### Data provided

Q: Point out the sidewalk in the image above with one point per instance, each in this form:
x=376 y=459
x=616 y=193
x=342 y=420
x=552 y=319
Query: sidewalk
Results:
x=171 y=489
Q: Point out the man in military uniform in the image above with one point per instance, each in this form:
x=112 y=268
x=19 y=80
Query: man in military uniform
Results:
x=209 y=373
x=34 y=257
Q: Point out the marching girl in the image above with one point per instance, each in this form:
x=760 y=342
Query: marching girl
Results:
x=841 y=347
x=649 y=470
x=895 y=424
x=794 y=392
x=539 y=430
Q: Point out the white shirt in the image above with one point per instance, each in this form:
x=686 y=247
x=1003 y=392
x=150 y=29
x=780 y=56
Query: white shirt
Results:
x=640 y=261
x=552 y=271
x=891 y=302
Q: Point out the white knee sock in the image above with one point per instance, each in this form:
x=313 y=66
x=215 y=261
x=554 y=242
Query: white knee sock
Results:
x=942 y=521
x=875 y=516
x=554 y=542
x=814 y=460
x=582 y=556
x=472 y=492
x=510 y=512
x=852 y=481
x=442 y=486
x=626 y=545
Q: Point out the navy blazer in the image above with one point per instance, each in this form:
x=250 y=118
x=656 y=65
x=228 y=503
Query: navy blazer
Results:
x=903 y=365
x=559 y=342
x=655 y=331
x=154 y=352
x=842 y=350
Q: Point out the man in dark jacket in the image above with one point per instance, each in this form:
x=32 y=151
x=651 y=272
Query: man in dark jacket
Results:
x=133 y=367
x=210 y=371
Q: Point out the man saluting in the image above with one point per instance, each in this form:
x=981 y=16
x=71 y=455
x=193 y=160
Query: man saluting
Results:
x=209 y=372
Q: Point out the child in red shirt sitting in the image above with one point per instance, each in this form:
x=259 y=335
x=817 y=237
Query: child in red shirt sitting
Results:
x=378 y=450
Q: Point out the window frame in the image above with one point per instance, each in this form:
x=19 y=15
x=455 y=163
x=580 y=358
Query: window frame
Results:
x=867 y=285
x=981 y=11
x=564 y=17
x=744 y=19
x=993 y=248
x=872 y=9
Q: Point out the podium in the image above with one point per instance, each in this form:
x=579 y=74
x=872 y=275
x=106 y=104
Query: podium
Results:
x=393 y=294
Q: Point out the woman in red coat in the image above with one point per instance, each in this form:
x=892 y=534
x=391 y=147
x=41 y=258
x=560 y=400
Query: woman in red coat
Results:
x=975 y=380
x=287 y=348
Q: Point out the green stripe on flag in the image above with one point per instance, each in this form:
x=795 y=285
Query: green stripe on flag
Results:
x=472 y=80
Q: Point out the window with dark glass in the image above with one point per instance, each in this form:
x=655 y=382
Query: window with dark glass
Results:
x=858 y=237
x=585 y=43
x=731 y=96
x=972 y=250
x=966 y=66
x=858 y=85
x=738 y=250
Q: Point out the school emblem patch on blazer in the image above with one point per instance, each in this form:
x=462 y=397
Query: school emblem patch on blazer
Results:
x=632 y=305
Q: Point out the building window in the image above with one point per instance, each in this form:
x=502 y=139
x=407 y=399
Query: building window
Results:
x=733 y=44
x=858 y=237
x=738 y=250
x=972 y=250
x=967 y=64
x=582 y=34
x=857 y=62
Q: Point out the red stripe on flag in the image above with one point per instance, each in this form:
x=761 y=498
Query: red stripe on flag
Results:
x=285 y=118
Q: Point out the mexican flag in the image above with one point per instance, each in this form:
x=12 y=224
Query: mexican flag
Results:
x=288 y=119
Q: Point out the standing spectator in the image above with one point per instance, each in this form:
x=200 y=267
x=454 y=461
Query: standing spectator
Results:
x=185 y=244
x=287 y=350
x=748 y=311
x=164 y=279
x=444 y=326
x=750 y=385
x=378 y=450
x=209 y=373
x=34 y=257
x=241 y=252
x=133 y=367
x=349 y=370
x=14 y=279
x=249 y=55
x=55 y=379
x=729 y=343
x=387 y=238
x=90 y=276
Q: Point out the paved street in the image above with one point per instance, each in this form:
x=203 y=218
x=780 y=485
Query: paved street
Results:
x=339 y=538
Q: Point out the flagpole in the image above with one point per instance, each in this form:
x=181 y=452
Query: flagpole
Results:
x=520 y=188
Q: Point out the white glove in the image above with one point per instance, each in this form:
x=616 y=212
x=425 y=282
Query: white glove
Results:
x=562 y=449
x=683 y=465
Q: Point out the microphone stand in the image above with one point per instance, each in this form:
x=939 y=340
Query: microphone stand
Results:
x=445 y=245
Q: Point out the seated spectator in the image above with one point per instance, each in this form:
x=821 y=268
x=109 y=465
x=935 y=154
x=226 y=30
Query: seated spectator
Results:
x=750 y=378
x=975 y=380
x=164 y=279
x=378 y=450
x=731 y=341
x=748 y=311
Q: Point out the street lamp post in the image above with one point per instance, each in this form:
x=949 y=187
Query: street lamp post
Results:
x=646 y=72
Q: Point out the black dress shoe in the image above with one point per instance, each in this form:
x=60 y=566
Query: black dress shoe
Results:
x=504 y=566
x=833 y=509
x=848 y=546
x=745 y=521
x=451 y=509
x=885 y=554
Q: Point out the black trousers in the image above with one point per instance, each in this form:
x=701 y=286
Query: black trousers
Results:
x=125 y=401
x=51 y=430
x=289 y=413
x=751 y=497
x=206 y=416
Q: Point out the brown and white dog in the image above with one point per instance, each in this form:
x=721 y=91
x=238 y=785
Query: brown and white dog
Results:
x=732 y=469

### To do
Return every entry verbatim.

### Response
Q: Point out the sidewalk in the image above with one point per instance, each in this form:
x=376 y=459
x=616 y=193
x=342 y=420
x=552 y=319
Query: sidewalk
Results:
x=171 y=489
Q: Point out the man in military uniform in the image above with one point per instance, each in this form:
x=112 y=268
x=19 y=80
Query: man in military uniform
Results:
x=209 y=373
x=34 y=257
Q: Point out the marching girl in the image above with one point per instance, each in this form:
x=760 y=342
Query: marching girl
Results:
x=841 y=347
x=649 y=470
x=895 y=424
x=794 y=392
x=539 y=430
Q: Point out the white shirt in the image above with one point per instance, each in this form:
x=686 y=247
x=1003 y=392
x=150 y=29
x=780 y=56
Query: white shirt
Results:
x=640 y=261
x=552 y=271
x=891 y=302
Q: Point out the white knee sock in the image above with one point per instance, each in this form:
x=313 y=66
x=215 y=261
x=554 y=242
Query: white knee sock
Results:
x=942 y=521
x=875 y=516
x=554 y=542
x=814 y=460
x=582 y=556
x=472 y=492
x=510 y=512
x=852 y=481
x=442 y=486
x=626 y=545
Q: Point out the navy blazer in the image above with one point per instance, each in this form:
x=250 y=118
x=656 y=65
x=228 y=503
Query: navy blazer
Results:
x=903 y=365
x=559 y=342
x=655 y=331
x=154 y=352
x=842 y=350
Q: Point out the man in dark jacket in the image above with one point per instance, each in this form:
x=32 y=151
x=651 y=272
Query: man in dark jacket
Results:
x=133 y=367
x=210 y=371
Q: Point out the man saluting in the image above with one point per instance, each in this form:
x=981 y=16
x=71 y=455
x=193 y=160
Query: man saluting
Results:
x=209 y=372
Q: Point out the child in red shirt sitting in the image above with one point per instance, each in this form:
x=259 y=335
x=817 y=237
Query: child in red shirt sitting
Results:
x=378 y=450
Q: Point out the window frame in the image above with one point per instance, each in this form:
x=19 y=15
x=455 y=163
x=580 y=358
Query: window frame
Results:
x=867 y=285
x=981 y=11
x=564 y=17
x=744 y=19
x=993 y=248
x=872 y=9
Q: Point out the podium in the image above with one point per instance, each in this form:
x=579 y=74
x=872 y=275
x=106 y=104
Query: podium
Results:
x=393 y=294
Q: Point out the woman in red coat in the image above with one point per instance, each in this form:
x=892 y=534
x=391 y=147
x=41 y=258
x=560 y=400
Query: woman in red coat
Results:
x=975 y=380
x=287 y=348
Q: Point out the green stripe on flag in the image above with one point per instance, each in this form:
x=795 y=285
Query: green stripe on flag
Results:
x=472 y=80
Q: Point out the window with dark glass in the image above with one point per instance, each in this form:
x=655 y=382
Query: window with dark glass
Results:
x=858 y=237
x=585 y=43
x=731 y=96
x=972 y=250
x=966 y=66
x=858 y=85
x=738 y=250
Q: Point out the school emblem patch on blazer in the image above with one point per instance, each in this form:
x=462 y=397
Query: school emblem patch on blazer
Results:
x=632 y=305
Q: Point out the building window in the image above with one point per instance, each in this form:
x=502 y=139
x=407 y=399
Query: building window
Results:
x=733 y=44
x=858 y=237
x=738 y=250
x=972 y=250
x=967 y=64
x=582 y=34
x=857 y=62
Q: Point out the red stripe on flag in the image above with one point per instance, each in this form:
x=761 y=498
Query: red stripe on flag
Results:
x=285 y=118
Q: Point out the mexican flag in the image above with one point per instance, each in this form:
x=12 y=224
Query: mexican flag
Results:
x=288 y=119
Q: Point out the standing spectator in the image above with one point per instance, each in this form:
x=200 y=267
x=454 y=461
Query: standing spectator
Results:
x=185 y=244
x=287 y=350
x=748 y=311
x=164 y=279
x=444 y=326
x=750 y=385
x=378 y=450
x=209 y=373
x=34 y=257
x=241 y=252
x=133 y=367
x=349 y=370
x=14 y=279
x=249 y=55
x=55 y=379
x=729 y=343
x=387 y=238
x=90 y=276
Q: Point out the paved street in the image above with one point per instance, each in this form:
x=203 y=218
x=780 y=485
Query: paved street
Results:
x=339 y=538
Q: Point out the flagpole in the image above with one point per instance, each in this form:
x=181 y=452
Query: flagpole
Results:
x=520 y=188
Q: Point out the white glove in the image above with one point per instance, each in this form:
x=616 y=212
x=425 y=282
Query: white glove
Results:
x=562 y=449
x=683 y=465
Q: Point out the microphone stand in the image above with one point per instance, each in this form:
x=939 y=340
Query: microphone stand
Results:
x=445 y=245
Q: Point out the seated spectator in the image above with one point per instance, each in this form:
x=821 y=268
x=109 y=465
x=935 y=154
x=226 y=30
Query: seated spectator
Results:
x=750 y=378
x=975 y=380
x=164 y=279
x=378 y=450
x=731 y=341
x=748 y=311
Q: Point out the street lamp post in the image above with one point per instance, each in this form:
x=949 y=187
Query: street lamp post
Results:
x=646 y=72
Q: Point out the black dress shoe in the image above with one point per instance, each in this form:
x=60 y=566
Query: black dress shoe
Results:
x=504 y=566
x=833 y=509
x=848 y=546
x=745 y=521
x=451 y=509
x=885 y=554
Q: Point out the black trousers in the image above with one point per instance, each in this form:
x=701 y=286
Query: black trousers
Results:
x=125 y=401
x=51 y=430
x=289 y=413
x=751 y=497
x=206 y=416
Q: Point out the brown and white dog in the image above with one point per instance, each in this form:
x=721 y=91
x=238 y=785
Query: brown and white dog
Results:
x=732 y=469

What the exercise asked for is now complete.